> _Problem_
Leaving out the images, transcribe every record below exactly.

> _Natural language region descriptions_
##########

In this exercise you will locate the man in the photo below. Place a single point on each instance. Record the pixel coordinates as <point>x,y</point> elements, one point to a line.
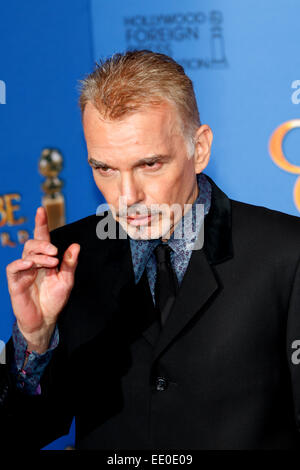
<point>147,341</point>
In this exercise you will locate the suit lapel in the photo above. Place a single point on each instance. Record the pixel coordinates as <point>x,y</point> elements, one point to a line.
<point>198,286</point>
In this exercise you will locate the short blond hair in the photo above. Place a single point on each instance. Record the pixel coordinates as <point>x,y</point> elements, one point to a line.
<point>127,82</point>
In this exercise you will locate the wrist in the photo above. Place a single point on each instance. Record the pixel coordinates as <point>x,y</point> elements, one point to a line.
<point>39,340</point>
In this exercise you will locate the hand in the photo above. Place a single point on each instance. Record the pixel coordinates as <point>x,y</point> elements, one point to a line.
<point>38,290</point>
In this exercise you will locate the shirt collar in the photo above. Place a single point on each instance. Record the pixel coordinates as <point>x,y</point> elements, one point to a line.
<point>141,249</point>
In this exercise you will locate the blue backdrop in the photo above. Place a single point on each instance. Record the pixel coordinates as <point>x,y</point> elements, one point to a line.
<point>243,60</point>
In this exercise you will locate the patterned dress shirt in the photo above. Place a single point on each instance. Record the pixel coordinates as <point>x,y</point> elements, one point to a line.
<point>182,243</point>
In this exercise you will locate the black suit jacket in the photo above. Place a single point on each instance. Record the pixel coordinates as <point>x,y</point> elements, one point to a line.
<point>220,375</point>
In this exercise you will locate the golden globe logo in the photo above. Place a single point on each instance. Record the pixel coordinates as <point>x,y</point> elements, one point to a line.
<point>278,157</point>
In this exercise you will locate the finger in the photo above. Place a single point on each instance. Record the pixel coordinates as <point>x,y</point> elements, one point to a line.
<point>15,267</point>
<point>41,230</point>
<point>42,261</point>
<point>69,263</point>
<point>33,246</point>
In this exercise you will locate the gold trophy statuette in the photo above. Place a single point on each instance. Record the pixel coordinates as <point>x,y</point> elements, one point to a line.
<point>50,165</point>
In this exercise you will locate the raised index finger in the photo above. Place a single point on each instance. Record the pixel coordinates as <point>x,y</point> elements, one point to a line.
<point>41,230</point>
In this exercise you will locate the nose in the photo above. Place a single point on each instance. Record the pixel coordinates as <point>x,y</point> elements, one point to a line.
<point>131,190</point>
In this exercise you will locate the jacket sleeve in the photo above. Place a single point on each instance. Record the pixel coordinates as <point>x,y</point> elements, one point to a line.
<point>293,343</point>
<point>32,421</point>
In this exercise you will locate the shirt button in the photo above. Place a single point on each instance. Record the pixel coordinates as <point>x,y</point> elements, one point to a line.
<point>161,384</point>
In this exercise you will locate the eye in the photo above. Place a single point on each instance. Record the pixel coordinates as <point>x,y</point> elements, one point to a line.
<point>103,171</point>
<point>154,165</point>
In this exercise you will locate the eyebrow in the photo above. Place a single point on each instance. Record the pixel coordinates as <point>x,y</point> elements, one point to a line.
<point>152,159</point>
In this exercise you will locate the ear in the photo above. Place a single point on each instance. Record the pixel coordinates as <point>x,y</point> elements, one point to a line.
<point>203,141</point>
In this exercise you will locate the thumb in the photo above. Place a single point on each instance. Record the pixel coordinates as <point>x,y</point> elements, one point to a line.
<point>69,263</point>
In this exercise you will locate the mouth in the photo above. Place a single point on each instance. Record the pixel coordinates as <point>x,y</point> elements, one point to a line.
<point>139,220</point>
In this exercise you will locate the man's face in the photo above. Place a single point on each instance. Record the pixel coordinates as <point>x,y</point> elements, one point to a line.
<point>139,163</point>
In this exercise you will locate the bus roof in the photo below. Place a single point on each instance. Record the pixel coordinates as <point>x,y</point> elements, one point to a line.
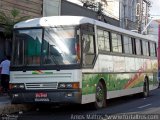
<point>54,21</point>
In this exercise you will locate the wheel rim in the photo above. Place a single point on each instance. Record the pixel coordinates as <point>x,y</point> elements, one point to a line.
<point>146,89</point>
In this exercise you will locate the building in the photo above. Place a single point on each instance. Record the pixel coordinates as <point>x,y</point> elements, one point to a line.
<point>134,14</point>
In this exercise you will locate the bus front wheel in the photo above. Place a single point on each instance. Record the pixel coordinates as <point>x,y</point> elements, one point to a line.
<point>100,96</point>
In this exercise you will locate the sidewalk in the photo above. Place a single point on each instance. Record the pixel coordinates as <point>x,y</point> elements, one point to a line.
<point>7,108</point>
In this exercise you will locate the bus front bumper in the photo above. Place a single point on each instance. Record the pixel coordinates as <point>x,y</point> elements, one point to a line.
<point>46,97</point>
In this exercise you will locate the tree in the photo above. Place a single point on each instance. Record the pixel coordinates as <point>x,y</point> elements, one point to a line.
<point>9,20</point>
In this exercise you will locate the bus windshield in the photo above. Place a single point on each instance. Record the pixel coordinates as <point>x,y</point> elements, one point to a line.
<point>48,46</point>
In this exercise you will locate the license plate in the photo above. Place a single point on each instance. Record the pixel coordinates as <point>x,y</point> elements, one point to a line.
<point>41,95</point>
<point>41,100</point>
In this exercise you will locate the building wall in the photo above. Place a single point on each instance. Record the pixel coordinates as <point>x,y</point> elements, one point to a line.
<point>68,8</point>
<point>32,8</point>
<point>134,14</point>
<point>51,7</point>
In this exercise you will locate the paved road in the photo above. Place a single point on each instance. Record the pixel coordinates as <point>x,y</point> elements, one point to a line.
<point>124,105</point>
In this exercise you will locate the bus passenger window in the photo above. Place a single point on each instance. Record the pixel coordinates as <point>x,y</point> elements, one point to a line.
<point>116,43</point>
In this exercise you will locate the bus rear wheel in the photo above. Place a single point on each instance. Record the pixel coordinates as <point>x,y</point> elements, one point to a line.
<point>100,96</point>
<point>146,88</point>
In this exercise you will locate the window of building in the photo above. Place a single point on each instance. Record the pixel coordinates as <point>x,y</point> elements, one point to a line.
<point>152,49</point>
<point>138,47</point>
<point>103,40</point>
<point>116,43</point>
<point>127,42</point>
<point>145,48</point>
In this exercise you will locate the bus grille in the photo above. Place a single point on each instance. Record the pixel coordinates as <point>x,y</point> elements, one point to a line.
<point>34,86</point>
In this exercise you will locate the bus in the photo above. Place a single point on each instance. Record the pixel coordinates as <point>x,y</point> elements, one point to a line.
<point>75,59</point>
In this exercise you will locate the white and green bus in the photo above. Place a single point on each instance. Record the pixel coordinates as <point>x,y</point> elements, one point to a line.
<point>74,59</point>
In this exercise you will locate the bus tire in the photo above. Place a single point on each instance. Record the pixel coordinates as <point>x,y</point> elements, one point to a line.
<point>146,87</point>
<point>100,97</point>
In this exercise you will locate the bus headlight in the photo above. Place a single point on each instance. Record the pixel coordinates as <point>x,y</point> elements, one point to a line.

##########

> _Result of the exercise_
In this exercise you will locate the man in the photo below. Place a single point on each instance. Record the pixel coordinates as <point>x,y</point> elements, one point to a line.
<point>147,341</point>
In this exercise you will locate the suit lapel in the photo above. Place a single point on each instance. Record the pixel coordinates as <point>x,y</point> elements, one point to a line.
<point>198,286</point>
In this exercise you will locate the short blond hair in the photo above. Place a single point on each instance. Record the pixel coordinates as <point>x,y</point> elements, one point to a line.
<point>127,82</point>
In this exercise you will locate the wrist in the photo above. Place a single point on each instance. Record the pixel coordinates as <point>x,y</point> elements, one point to a line.
<point>39,340</point>
In this exercise you will locate the hand in the photo above. Place a single point on each instance. Record the pixel coordinates as <point>x,y</point> elements, one point to a line.
<point>38,290</point>
In this exercise you will locate the shirt collar in the photo above. Place a single point on each instance. Record the pixel coordinates as <point>x,y</point> elements, one point to a line.
<point>141,249</point>
In this exercise you will locate the blue backdrop in the photo above. Place a single point on each instance. Record the pixel coordinates as <point>x,y</point> elements, one point to a line.
<point>243,60</point>
In this exercise you will locate the patterned dress shirt in the photo above. Place a single point on each instance. Record the pixel coordinates as <point>x,y</point> elements, one point to a line.
<point>182,243</point>
In this exercise you will locate the black suit jacket in the photo above. Place a single point on each instance. Record the pixel coordinates as <point>x,y</point> elements, one point to a line.
<point>220,375</point>
In this exercise you will locate the golden globe logo in the photo above. Place a single point on each instance. Record the pixel coordinates as <point>x,y</point> elements, one point to a line.
<point>278,157</point>
In this exercise you will locate the finger in the photo above. Place a single point on each instance. Record the pixel coordinates as <point>x,y</point> elements, one point to a line.
<point>15,267</point>
<point>41,230</point>
<point>42,261</point>
<point>69,263</point>
<point>33,246</point>
In this exercise you will locate the gold trophy statuette in the photo above. Place a single point on each instance. Record the pixel coordinates as <point>x,y</point> elements, one point to a line.
<point>50,165</point>
In this exercise you will locate the raised index finger in the photo above. Place a single point on each instance. Record the pixel coordinates as <point>x,y</point> elements, one point to a line.
<point>41,230</point>
In this exercise you will locate the nose in the photo above. Place a single point on each instance. Record the pixel coordinates as <point>x,y</point> elements, one point to a line.
<point>131,190</point>
In this exercise you will locate the jacket sleeve in the photo above. Place a single point on each instance. Record the pixel coordinates as <point>x,y</point> elements, one point to a line.
<point>293,343</point>
<point>32,421</point>
In this exercise you will locate the shirt button in the photo above. Place a single point on each instance. Record the pixel coordinates as <point>x,y</point> elements, one point to a line.
<point>161,384</point>
In this exercise you will locate the eye in the photo above. Place a single point on each instance. Record the pixel coordinates as <point>x,y</point> elements, one point to a line.
<point>103,171</point>
<point>154,165</point>
In this exercise you will locate the eyebrow in the photo above. Place a single point on each instance. Record the pixel coordinates as <point>x,y</point> elements, one point to a line.
<point>152,159</point>
In this exercise you will locate the ear in the photo above. Place a single point on each instance. Record the pixel coordinates as <point>x,y</point> elements, one point to a line.
<point>203,141</point>
In this exercise you will locate the thumb in the photo above. Place a single point on each instance. Record the pixel coordinates as <point>x,y</point> elements, one point to a line.
<point>69,263</point>
In this exercise you will locate the mouth in the photo above. Place a single point on each instance. Record the pixel coordinates as <point>x,y</point> elements, one point to a line.
<point>139,220</point>
In this exercise you will locate the man's face in the photo above. Place a single point on each instance. Record the pixel coordinates as <point>x,y</point> elements, one point to a line.
<point>139,163</point>
In this exercise you will locate the bus roof in the photo below. Place a single point on each instance. Record the pixel coordinates as <point>x,y</point> elements, one point to a line.
<point>54,21</point>
In this exercise you will locate the wheel rim in the photo above. Place a single point on each instance. Record the pixel coordinates as <point>x,y</point> elements, one point to a line.
<point>146,89</point>
In this exercise you will locate the building in the photo above. Place a single point on each instance. Record the pixel coordinates as <point>x,y</point> elements, one point to a line.
<point>134,14</point>
In this exercise you will locate the bus front wheel in the photo above. Place a single point on each instance. Record the pixel coordinates as <point>x,y</point> elements, one point to a line.
<point>100,96</point>
In this exercise you will locate the sidewalk in the photo above. Place a single point on each instance. Record the pixel coordinates as <point>x,y</point> elements, one point to a line.
<point>7,108</point>
In this exercise you will locate the bus front bumper in the photo above. Place a single point on each instance. Record the pixel coordinates as <point>x,y</point> elements, one point to a line.
<point>46,97</point>
In this exercise you will locate the tree in the photo above. Place a single point on each instance. Record the pixel coordinates as <point>x,y</point> elements, one point to a line.
<point>9,20</point>
In this exercise you will locate the bus windshield in the photo above. Place a single point on each instance. Record the pixel coordinates as <point>x,y</point> elements, one point to a line.
<point>48,46</point>
In this exercise you will locate the license plate in the photo above. Place a single point on each instance. Record the pixel coordinates as <point>x,y</point> elements, one point to a line.
<point>41,95</point>
<point>41,100</point>
In this exercise you will locate the building wall in the photo above. Place a single point on each instance. Record the pixel coordinates as <point>x,y</point> elements, one point to a line.
<point>68,8</point>
<point>32,8</point>
<point>134,14</point>
<point>51,7</point>
In this exercise you will locate the paved road in the photo above. Place a single point on each instance. Record the pixel coordinates as <point>x,y</point> elements, one point to a line.
<point>124,105</point>
In this exercise you will locate the bus passenger window in the photo above. Place a single point on each instance. Record the pixel coordinates as <point>x,y</point> elements, one point to a line.
<point>116,43</point>
In this exercise you will locate the bus rear wheel in the photo above. Place a single point on each instance. Record the pixel coordinates as <point>x,y</point> elements, one point to a line.
<point>100,96</point>
<point>146,88</point>
In this exercise you will locate the window of building in the photo above. Place a single point on each instance. Record the pixel coordinates as <point>x,y</point> elements, one point to a line.
<point>152,49</point>
<point>138,47</point>
<point>103,40</point>
<point>116,43</point>
<point>127,42</point>
<point>145,48</point>
In this exercise you will locate the bus grille in the photo above. Place a single point on each instance. Record the pixel coordinates as <point>x,y</point> elements, one point to a line.
<point>34,86</point>
In this exercise you will locate the bus in the photo above. Place a single point on each instance. Record the pixel coordinates as <point>x,y</point> elements, one point to a line.
<point>75,59</point>
In this exercise you will locate the white and green bus in the photo above. Place a single point on each instance. Record the pixel coordinates as <point>x,y</point> elements, one point to a line.
<point>74,59</point>
In this exercise you will locate the bus tire in the photo above. Place a single point on each instance. Record the pixel coordinates as <point>x,y</point> elements, one point to a line.
<point>146,87</point>
<point>100,97</point>
In this exercise you will locate the bus headlight in the photo above. Place a single point on each instance. Record the pixel coordinates as <point>x,y</point> elements, one point to a line.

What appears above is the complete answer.